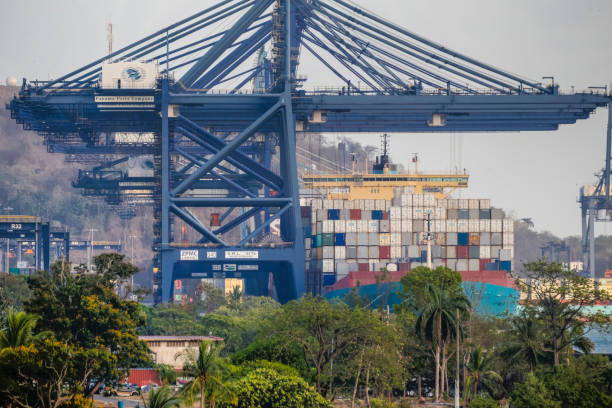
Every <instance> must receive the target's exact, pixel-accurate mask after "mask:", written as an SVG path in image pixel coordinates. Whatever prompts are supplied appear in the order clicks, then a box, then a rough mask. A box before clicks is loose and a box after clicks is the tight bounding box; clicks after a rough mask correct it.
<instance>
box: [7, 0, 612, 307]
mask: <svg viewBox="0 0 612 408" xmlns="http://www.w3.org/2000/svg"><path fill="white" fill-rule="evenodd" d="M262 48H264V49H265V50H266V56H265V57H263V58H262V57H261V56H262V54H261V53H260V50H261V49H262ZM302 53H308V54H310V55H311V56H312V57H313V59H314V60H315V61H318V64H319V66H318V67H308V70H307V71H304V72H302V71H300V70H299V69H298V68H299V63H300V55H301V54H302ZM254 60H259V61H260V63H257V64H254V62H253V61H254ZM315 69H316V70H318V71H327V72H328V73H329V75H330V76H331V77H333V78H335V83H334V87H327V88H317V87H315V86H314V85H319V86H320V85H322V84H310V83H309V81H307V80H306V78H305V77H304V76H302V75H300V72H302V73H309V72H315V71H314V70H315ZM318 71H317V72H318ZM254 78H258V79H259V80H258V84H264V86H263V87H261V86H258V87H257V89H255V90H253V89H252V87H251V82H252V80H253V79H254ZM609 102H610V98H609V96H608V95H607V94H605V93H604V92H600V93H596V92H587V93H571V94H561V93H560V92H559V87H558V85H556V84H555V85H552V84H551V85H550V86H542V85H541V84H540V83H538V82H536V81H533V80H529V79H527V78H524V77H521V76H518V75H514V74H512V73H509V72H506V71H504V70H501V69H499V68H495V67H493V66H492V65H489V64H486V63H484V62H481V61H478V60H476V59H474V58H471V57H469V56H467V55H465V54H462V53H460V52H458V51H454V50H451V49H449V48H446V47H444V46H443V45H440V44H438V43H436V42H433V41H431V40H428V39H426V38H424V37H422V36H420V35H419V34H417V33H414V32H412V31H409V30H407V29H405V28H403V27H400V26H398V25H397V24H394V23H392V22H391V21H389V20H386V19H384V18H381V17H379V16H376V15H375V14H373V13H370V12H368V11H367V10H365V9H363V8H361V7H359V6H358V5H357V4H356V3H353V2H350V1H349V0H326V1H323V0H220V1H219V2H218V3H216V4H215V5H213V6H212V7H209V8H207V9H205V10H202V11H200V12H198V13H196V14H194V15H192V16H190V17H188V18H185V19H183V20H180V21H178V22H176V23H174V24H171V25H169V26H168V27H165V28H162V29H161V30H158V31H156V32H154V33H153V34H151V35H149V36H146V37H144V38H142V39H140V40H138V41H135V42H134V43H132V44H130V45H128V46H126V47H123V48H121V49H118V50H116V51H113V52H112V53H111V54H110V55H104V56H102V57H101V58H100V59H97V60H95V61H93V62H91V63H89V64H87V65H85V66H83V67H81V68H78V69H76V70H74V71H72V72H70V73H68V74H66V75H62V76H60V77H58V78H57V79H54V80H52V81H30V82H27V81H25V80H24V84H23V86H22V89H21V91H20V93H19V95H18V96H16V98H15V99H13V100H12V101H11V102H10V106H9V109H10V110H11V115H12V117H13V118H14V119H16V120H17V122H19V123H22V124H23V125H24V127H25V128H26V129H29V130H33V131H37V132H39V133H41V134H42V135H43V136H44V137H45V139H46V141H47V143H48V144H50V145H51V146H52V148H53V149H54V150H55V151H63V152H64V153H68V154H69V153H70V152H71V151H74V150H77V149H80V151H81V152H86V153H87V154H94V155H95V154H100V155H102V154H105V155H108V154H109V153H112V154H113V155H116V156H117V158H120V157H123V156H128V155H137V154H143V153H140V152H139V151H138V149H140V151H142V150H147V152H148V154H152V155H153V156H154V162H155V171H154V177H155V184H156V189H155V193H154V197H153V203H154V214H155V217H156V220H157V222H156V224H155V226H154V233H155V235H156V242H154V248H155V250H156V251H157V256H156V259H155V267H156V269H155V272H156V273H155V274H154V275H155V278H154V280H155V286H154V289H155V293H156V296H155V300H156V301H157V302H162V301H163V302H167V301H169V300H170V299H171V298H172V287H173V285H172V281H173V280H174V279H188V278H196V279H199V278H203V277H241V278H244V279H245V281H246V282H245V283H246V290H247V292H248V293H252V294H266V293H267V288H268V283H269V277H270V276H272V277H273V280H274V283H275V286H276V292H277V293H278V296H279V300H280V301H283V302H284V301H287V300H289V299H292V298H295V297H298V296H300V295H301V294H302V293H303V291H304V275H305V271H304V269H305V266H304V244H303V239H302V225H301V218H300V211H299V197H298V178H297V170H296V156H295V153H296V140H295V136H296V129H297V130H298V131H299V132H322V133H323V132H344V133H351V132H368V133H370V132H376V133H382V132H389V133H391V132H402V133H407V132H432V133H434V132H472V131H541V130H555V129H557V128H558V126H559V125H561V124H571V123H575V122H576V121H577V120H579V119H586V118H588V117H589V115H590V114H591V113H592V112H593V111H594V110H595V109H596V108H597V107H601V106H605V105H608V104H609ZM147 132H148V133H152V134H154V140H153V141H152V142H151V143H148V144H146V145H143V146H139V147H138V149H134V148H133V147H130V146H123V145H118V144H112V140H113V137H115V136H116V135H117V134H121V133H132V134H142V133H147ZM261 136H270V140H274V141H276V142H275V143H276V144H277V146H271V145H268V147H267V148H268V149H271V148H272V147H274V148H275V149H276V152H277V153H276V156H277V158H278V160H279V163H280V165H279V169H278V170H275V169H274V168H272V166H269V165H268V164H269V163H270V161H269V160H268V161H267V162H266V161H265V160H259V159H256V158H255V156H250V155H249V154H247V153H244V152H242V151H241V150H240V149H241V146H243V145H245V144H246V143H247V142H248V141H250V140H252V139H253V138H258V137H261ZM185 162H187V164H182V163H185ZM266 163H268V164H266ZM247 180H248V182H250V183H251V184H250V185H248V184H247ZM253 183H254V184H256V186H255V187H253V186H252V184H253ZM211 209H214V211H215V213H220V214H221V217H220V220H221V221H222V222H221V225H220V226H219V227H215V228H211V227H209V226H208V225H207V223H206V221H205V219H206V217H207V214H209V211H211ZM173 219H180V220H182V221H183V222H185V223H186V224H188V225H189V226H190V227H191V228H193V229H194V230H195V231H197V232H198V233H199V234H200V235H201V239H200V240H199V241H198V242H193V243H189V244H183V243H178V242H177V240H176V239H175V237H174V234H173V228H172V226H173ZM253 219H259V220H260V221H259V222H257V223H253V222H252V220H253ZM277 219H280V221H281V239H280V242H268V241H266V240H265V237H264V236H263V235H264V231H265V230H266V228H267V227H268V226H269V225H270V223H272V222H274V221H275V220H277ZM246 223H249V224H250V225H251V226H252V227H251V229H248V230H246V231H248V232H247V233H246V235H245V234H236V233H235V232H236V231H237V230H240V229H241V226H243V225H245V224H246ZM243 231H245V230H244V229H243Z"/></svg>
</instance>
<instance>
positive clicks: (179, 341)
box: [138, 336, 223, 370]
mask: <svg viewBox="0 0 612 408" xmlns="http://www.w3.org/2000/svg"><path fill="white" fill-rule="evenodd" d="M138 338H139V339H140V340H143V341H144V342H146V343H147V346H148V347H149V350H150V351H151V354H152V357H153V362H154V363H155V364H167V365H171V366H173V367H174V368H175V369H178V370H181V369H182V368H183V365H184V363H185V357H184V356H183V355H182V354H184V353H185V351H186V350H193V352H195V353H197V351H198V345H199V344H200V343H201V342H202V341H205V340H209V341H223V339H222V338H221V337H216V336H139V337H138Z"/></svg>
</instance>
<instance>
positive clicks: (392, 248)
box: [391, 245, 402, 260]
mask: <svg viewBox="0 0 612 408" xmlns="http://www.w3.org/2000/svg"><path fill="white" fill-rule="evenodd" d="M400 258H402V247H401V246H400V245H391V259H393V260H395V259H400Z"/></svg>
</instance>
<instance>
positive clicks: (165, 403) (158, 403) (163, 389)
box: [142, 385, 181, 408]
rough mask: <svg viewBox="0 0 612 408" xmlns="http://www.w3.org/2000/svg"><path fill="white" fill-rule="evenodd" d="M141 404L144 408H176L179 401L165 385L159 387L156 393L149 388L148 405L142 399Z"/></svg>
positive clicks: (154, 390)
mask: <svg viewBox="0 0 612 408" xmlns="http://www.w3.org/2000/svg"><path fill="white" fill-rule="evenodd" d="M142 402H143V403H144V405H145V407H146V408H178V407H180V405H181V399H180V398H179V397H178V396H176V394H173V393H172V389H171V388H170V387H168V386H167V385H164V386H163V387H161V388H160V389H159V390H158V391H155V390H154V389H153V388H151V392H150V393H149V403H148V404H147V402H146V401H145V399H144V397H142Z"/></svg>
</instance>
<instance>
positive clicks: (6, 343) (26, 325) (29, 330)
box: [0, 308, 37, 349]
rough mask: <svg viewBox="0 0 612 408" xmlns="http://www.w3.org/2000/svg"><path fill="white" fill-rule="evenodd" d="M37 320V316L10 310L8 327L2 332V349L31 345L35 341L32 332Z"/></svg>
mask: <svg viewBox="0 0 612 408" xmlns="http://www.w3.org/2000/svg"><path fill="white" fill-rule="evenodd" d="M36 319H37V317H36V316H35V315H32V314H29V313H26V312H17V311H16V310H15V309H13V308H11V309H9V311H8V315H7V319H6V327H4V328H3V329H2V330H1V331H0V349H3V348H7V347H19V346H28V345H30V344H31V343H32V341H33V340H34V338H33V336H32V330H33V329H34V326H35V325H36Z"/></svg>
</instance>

===

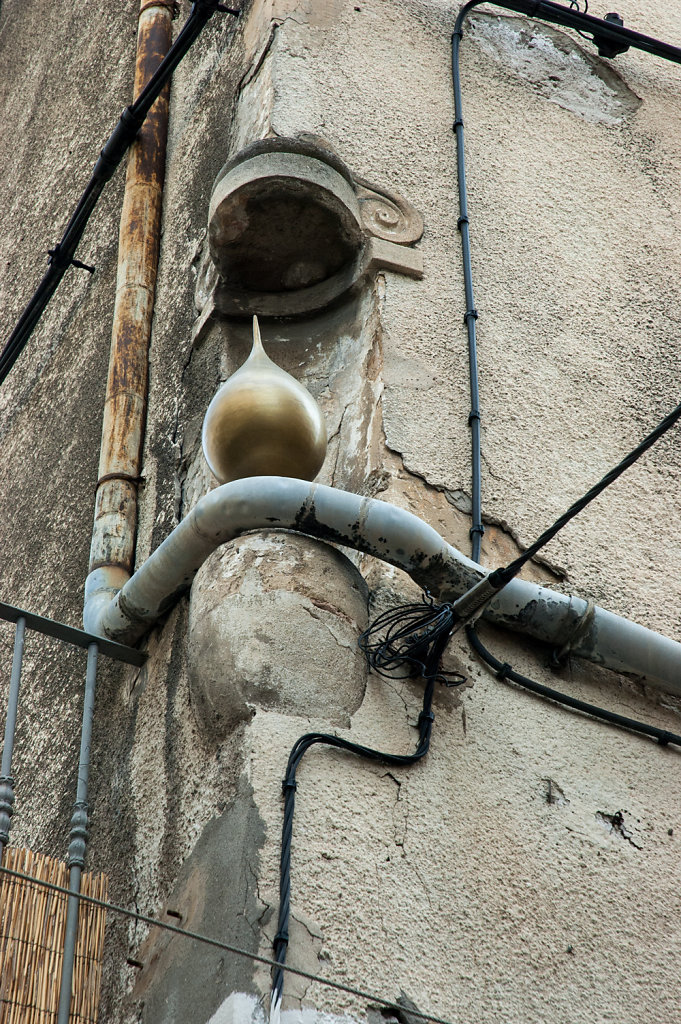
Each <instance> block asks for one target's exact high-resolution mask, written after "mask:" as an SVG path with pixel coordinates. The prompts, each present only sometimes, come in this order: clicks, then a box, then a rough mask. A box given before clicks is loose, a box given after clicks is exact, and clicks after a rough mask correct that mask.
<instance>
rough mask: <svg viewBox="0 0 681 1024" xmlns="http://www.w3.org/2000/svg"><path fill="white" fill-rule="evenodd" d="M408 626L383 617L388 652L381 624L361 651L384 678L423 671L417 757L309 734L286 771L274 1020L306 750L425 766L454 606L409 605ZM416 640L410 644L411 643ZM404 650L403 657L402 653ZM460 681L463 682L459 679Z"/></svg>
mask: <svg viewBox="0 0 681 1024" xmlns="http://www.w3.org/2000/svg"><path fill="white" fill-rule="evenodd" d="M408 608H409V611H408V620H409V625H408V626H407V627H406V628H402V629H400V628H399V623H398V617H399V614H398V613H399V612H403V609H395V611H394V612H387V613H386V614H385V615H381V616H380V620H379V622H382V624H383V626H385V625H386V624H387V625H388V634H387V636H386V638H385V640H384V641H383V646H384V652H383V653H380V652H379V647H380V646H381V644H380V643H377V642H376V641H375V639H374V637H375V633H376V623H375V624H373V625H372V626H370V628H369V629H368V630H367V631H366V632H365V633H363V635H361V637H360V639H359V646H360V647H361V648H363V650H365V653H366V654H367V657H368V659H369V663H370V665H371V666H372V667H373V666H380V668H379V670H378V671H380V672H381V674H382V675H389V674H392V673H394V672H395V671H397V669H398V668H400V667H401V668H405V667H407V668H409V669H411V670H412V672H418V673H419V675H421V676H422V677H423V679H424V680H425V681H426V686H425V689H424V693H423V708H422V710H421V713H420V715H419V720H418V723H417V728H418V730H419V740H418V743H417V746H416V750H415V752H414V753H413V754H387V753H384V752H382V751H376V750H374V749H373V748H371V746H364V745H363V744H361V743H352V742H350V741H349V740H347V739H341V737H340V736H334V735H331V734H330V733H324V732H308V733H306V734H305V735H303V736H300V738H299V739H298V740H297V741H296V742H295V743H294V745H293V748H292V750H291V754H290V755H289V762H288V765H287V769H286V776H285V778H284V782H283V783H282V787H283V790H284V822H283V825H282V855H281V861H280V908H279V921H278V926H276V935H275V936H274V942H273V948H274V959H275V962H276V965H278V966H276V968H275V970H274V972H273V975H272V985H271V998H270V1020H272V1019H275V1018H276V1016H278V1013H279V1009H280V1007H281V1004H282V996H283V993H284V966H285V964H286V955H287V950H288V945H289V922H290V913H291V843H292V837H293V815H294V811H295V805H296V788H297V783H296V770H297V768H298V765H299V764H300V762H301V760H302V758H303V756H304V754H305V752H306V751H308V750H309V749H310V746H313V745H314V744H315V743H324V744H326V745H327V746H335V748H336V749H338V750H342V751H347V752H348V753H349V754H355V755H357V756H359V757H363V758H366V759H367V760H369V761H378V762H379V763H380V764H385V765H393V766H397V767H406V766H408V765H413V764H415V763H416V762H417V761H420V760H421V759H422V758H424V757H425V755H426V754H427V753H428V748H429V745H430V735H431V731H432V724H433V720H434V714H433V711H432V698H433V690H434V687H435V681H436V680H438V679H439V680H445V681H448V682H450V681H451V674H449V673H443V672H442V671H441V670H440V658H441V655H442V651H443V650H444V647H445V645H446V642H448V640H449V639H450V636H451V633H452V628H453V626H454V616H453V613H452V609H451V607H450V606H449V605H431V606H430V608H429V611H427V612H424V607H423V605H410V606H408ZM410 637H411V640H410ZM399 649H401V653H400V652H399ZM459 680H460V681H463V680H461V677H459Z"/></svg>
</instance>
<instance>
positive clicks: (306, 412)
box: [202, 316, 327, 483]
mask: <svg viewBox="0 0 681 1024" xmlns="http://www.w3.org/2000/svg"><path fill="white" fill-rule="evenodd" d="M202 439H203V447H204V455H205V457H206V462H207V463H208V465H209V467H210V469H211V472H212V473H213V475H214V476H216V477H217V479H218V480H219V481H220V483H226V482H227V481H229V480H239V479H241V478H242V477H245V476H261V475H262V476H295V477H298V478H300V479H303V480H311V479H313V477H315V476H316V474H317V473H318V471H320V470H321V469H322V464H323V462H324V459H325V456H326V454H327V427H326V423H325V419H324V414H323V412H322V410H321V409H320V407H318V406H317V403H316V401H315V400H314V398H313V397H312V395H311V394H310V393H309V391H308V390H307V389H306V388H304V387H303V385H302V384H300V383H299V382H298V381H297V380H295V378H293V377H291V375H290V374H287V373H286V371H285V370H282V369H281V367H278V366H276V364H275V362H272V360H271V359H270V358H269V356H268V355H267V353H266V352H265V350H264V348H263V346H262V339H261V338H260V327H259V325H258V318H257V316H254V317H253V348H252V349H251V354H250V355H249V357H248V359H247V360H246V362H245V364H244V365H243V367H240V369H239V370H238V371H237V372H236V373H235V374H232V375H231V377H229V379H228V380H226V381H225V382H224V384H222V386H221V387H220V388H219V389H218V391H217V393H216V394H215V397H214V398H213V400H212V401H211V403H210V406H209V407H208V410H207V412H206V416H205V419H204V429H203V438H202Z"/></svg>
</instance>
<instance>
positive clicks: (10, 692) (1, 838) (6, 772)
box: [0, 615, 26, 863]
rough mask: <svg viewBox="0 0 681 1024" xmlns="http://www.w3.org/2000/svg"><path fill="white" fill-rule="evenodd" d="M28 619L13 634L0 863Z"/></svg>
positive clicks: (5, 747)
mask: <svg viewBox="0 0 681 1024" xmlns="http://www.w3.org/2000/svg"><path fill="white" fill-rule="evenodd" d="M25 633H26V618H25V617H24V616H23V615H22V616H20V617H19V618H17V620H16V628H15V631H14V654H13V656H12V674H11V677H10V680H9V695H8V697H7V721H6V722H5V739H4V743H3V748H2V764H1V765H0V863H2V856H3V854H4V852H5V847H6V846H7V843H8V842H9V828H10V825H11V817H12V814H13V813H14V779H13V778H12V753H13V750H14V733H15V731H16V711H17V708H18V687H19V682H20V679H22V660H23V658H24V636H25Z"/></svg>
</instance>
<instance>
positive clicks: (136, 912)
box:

===

Which lines above hold the string "then"? Show each of them.

Every <instance> must receive the target's exact, pixel-accurate mask after "mask:", written as an SVG path in image pixel coordinates. Whatever prompts are supplied appear in the order clicks, then a box, then a rough mask. A box before clicks is loose and a box after clicks is the tight bounding box; clicks after a rough mask correct it.
Each <instance> block asks for one target's exact high-resolution mask, written after "mask:" as an SVG path with pixel coordinates. The prompts, each present only sometimes, come in this order: clicks, then a box, then a rough mask. A box given before clicks is loose, a box given after clicks is exact, and clicks after a rough mask correct that mask.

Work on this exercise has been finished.